#### WORK REQUEST
Reproduce exactly the span of lines that opens with the line containing "Please pick out the red" and closes with the last line of the entries below.

#### GIVEN DATA
*** Block opens ***

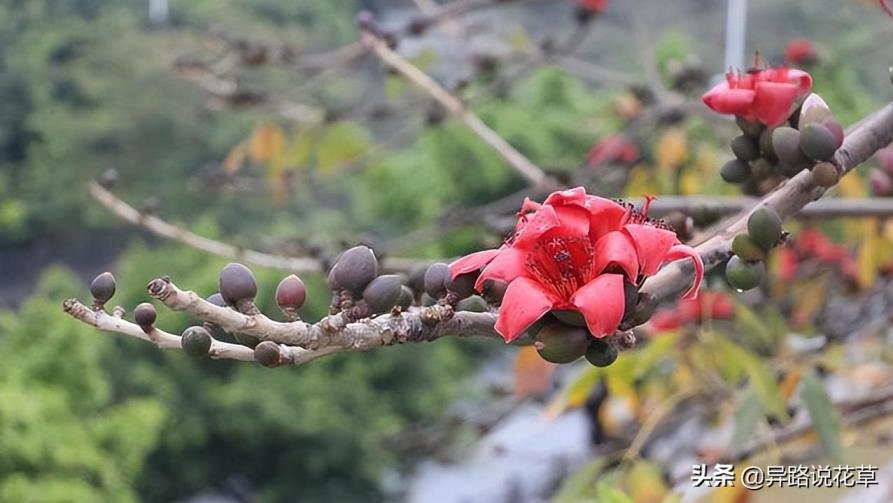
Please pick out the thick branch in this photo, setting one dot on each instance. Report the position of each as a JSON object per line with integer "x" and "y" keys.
{"x": 861, "y": 142}
{"x": 452, "y": 104}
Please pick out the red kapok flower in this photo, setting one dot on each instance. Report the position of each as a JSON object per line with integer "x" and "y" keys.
{"x": 766, "y": 95}
{"x": 595, "y": 6}
{"x": 575, "y": 252}
{"x": 800, "y": 51}
{"x": 613, "y": 149}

*** Block closes ***

#### REPLY
Please pick out the red kapok flower in this photo, setting one dot on each instance. Report the position of each as a JSON object per line with integer "x" and "y" keys.
{"x": 766, "y": 95}
{"x": 595, "y": 6}
{"x": 575, "y": 252}
{"x": 800, "y": 51}
{"x": 613, "y": 149}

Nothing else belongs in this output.